Records of labeled boxes
** Begin **

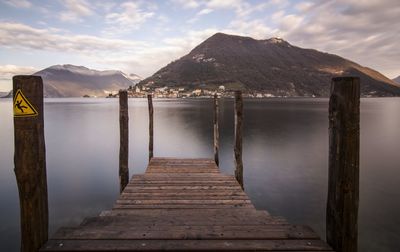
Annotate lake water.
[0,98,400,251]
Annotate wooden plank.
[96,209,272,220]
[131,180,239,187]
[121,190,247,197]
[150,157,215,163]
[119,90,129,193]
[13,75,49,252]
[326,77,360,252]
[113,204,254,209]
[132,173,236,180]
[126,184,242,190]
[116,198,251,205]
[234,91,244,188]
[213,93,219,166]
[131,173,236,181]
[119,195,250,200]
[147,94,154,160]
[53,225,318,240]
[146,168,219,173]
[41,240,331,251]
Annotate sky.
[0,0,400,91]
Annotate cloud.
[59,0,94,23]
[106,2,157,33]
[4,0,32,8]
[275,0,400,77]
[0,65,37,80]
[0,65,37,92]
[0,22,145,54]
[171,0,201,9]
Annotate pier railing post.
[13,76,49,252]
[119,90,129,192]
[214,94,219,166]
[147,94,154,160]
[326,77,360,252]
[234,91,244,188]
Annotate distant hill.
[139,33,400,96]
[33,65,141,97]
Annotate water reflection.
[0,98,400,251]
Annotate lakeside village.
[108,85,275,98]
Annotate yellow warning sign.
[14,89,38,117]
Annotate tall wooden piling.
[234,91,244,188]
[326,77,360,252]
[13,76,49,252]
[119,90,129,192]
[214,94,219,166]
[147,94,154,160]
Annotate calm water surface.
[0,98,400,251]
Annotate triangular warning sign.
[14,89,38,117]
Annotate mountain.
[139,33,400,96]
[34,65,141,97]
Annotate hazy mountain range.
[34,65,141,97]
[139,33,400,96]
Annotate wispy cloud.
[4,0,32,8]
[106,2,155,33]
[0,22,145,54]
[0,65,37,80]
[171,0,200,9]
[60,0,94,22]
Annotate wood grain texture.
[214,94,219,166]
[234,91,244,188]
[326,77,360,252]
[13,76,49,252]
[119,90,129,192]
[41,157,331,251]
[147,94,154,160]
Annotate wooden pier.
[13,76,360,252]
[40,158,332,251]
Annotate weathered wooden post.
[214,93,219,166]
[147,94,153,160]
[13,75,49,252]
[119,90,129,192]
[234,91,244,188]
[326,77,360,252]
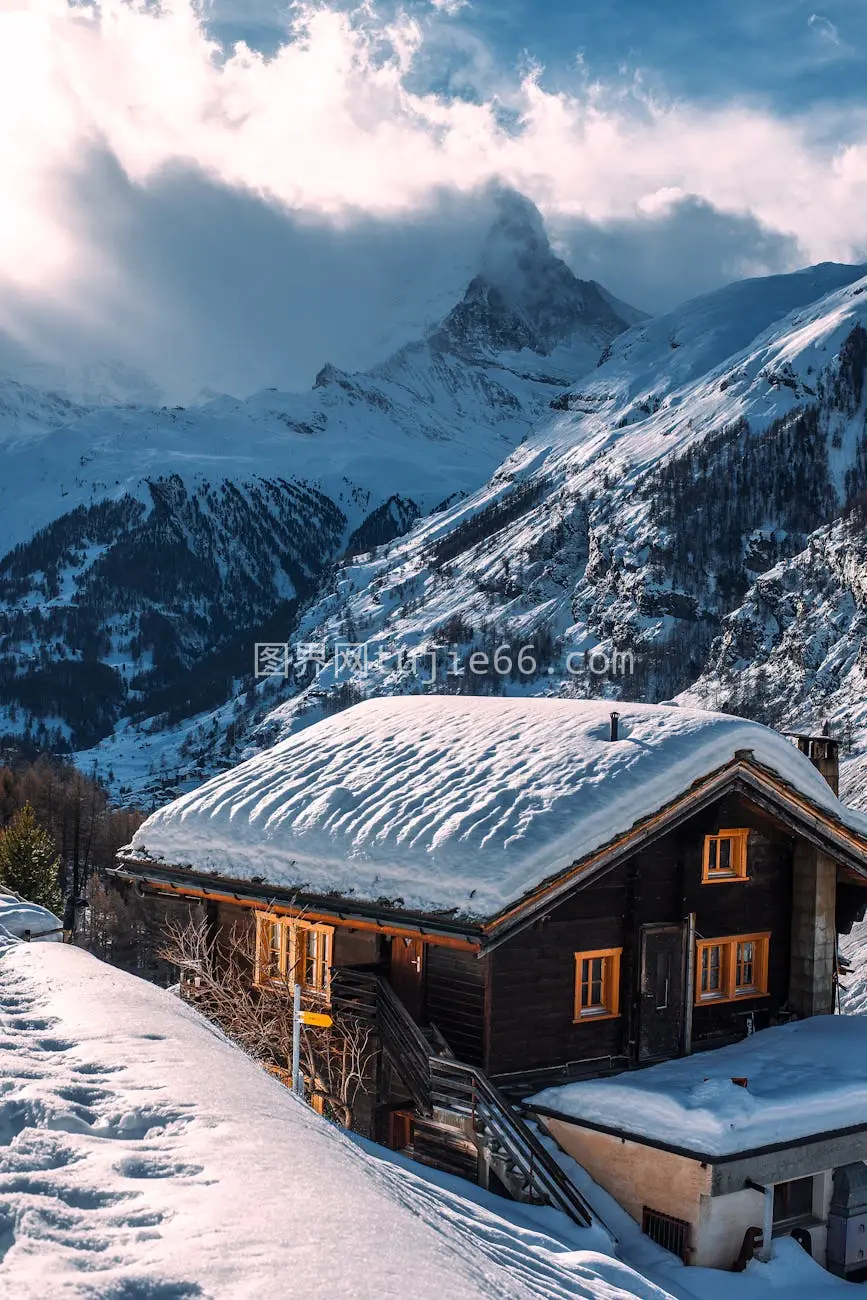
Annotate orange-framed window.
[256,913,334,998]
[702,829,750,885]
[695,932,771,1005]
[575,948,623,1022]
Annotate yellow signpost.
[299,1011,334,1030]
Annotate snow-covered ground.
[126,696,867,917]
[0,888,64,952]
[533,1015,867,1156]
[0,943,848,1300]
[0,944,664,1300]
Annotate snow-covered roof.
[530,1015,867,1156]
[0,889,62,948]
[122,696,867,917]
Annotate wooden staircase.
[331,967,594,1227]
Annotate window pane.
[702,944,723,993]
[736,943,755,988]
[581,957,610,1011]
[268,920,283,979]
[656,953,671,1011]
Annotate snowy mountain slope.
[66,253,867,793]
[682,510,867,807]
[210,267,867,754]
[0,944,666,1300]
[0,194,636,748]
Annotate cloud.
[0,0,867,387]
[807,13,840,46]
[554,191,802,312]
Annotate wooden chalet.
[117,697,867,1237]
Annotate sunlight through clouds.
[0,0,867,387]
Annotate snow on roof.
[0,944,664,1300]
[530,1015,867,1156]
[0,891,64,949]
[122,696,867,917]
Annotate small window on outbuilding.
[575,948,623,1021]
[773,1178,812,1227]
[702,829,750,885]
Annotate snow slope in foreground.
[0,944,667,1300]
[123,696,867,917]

** End **

**PROBLEM STATEMENT:**
Output the records above as a JSON list of strings, with one string per line and no blank lines. Leave the pictures out.

**OUTPUT BELOW:**
[
  "Annotate lake water.",
  "[0,98,400,251]",
  "Annotate wooden plank.",
  "[96,209,272,220]",
  "[131,180,239,187]",
  "[121,190,247,197]",
  "[150,157,215,163]",
  "[119,90,129,193]",
  "[13,75,49,252]",
  "[326,77,360,252]",
  "[113,204,254,209]",
  "[132,173,236,180]",
  "[126,184,242,190]",
  "[116,198,251,205]",
  "[234,91,244,188]",
  "[213,93,219,166]",
  "[131,173,236,181]",
  "[119,195,250,200]",
  "[147,94,154,160]",
  "[53,225,318,240]",
  "[146,168,219,173]",
  "[41,240,331,251]",
  "Annotate sky.",
  "[0,0,400,91]",
  "Annotate cloud.",
  "[59,0,94,23]",
  "[106,2,157,33]",
  "[4,0,32,8]",
  "[275,0,400,77]",
  "[0,65,37,80]",
  "[0,65,37,92]",
  "[0,22,145,54]",
  "[171,0,201,9]",
  "Annotate pier railing post.",
  "[13,76,49,252]",
  "[119,90,129,192]",
  "[214,94,219,166]",
  "[147,94,154,160]",
  "[326,77,360,252]",
  "[234,91,244,188]",
  "Annotate distant hill.",
  "[139,33,400,96]",
  "[33,65,141,97]",
  "Annotate water reflection.",
  "[0,98,400,251]",
  "Annotate lakeside village.",
  "[108,85,275,98]",
  "Annotate yellow warning sign.",
  "[14,89,38,117]",
  "Annotate tall wooden piling.",
  "[234,91,244,188]",
  "[326,77,360,252]",
  "[13,76,49,252]",
  "[119,90,129,192]",
  "[214,94,219,166]",
  "[147,94,154,160]",
  "Annotate calm water surface.",
  "[0,98,400,251]",
  "Annotate triangular warning sign.",
  "[14,89,38,117]",
  "Annotate mountain.",
  "[139,33,400,96]",
  "[34,65,141,97]",
  "Annotate hazy mountain range.",
  "[34,65,141,97]",
  "[139,33,400,96]",
  "Annotate wispy cloud.",
  "[4,0,32,8]",
  "[106,2,155,33]",
  "[0,22,145,54]",
  "[0,65,37,80]",
  "[171,0,200,9]",
  "[60,0,94,22]",
  "Annotate wood grain texture.",
  "[214,94,219,166]",
  "[234,91,244,188]",
  "[326,77,360,252]",
  "[13,76,49,252]",
  "[119,90,129,192]",
  "[41,157,331,251]",
  "[147,94,154,160]",
  "Annotate wooden pier.",
  "[13,76,360,252]",
  "[40,158,332,251]",
  "Annotate weathered wooden post.",
  "[214,93,219,166]",
  "[147,94,153,160]",
  "[13,75,49,252]",
  "[119,90,129,192]",
  "[234,91,244,188]",
  "[326,77,360,252]",
  "Annotate orange-framed window.",
  "[256,913,334,998]",
  "[702,829,750,885]",
  "[695,932,771,1005]",
  "[575,948,623,1022]",
  "Annotate yellow signpost.",
  "[299,1011,334,1030]",
  "Annotate snow-covered ground.",
  "[126,696,867,917]",
  "[0,888,64,952]",
  "[533,1015,867,1156]",
  "[0,943,848,1300]",
  "[0,944,664,1300]",
  "Annotate snow-covered roof.",
  "[530,1015,867,1156]",
  "[0,889,62,948]",
  "[122,696,867,917]",
  "Annotate wooden staircase.",
  "[331,967,594,1227]",
  "Annotate window pane.",
  "[702,944,723,993]",
  "[736,943,755,988]",
  "[581,957,610,1011]",
  "[268,920,283,979]",
  "[656,953,671,1011]",
  "Annotate snowy mountain slope.",
  "[66,253,867,793]",
  "[682,510,867,807]",
  "[210,267,867,754]",
  "[0,944,666,1300]",
  "[0,194,636,748]",
  "Annotate cloud.",
  "[0,0,867,387]",
  "[807,13,840,46]",
  "[554,191,802,312]",
  "Annotate wooden chalet.",
  "[117,697,867,1237]",
  "Annotate sunlight through clouds.",
  "[0,0,867,387]",
  "Annotate snow on roof.",
  "[0,944,664,1300]",
  "[530,1015,867,1156]",
  "[0,891,64,949]",
  "[122,696,867,917]",
  "Annotate small window on outbuilding.",
  "[575,948,623,1021]",
  "[773,1178,812,1227]",
  "[702,829,750,885]",
  "Annotate snow slope in foreground.",
  "[0,944,667,1300]",
  "[123,696,867,917]"
]